— BEGIN Text passage —

I've though about this for a couple of hours, and have come up with this algorithm. It doesn't quite give the result you're asking for, but it's similar (and might be equivalent).

Observation: If we try to go to a node that has been seen before, the most recent visit, up until the current node, can be considered a loop. If we have seen that loop, we cannot go to that node.

def extractPaths(current_node,path,loops_seen):
    path.append(current_node)
    # if node has outgoing edges
    if nodes[current_node]!=None:
        for thatnode in nodes[current_node]:
            valid=True
            # if the node we are going to has been
            # visited before, we are completeing
            # a loop.
            if thatnode-1 in path:
                i=len(path)-1
                # find the last time we visited
                # that node
                while path[i]!=thatnode-1:
                    i-=1
                # the last time, to this time is
                # a single loop.
                new_loop=path[i:len(path)]
                # if we haven't seen this loop go to
                # the node and node we have seen this
                # loop. else don't go to the node.
                if new_loop in loops_seen:
                    valid=False
                else:
                    loops_seen.append(new_loop)

— END Text passage —

--- Task instructions ---
1 – Based on the path-extraction post, explain why the code sets valid to False when new_loop is already in loops_seen.
2 – Translate this sentence from the path-extraction post into Spanish: "If we have seen that loop, we cannot go to that node."

— BEGIN Supplied data —

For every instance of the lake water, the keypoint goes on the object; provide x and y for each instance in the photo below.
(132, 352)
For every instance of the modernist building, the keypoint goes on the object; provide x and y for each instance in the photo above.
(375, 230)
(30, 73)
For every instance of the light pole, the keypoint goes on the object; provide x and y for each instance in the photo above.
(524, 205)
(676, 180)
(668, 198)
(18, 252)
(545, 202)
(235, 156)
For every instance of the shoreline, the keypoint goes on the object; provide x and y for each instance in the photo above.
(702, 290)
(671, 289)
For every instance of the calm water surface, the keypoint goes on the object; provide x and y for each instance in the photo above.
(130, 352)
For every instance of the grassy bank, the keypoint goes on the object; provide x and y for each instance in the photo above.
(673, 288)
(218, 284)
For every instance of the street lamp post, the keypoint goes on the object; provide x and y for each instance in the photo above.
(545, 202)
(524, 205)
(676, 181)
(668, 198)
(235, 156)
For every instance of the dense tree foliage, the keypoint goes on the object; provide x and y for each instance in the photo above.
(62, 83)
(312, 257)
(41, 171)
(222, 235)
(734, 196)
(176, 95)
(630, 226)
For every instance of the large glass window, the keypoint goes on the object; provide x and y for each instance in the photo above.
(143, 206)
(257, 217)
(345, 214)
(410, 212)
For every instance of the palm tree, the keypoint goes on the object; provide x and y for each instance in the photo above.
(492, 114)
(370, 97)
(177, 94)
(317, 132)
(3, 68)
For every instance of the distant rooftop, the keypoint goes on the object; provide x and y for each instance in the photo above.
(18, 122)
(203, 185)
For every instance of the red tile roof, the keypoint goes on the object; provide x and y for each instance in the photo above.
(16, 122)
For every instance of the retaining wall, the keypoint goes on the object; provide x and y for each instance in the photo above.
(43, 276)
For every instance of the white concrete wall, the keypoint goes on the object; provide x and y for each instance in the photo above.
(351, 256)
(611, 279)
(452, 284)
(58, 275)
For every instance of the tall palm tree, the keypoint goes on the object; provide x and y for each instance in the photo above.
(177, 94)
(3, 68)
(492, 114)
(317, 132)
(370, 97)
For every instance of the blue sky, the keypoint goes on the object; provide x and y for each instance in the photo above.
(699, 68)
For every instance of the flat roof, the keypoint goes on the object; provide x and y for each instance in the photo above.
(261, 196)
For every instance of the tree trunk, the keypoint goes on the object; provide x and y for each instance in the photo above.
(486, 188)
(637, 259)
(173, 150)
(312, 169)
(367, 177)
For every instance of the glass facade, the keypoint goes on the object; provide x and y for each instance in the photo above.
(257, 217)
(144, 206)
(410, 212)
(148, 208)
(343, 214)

— END Supplied data —

--- Answers for this exercise ---
1 – Moving to a node that is already in the path completes a loop, which runs from the most recent visit to that node up to the current node. According to the post's observation, if that loop has been seen before, the search cannot go to that node. Setting valid to False blocks the move, as the comment "else don't go to the node" states.

2 – Si hemos visto ese bucle, no podemos ir a ese nodo.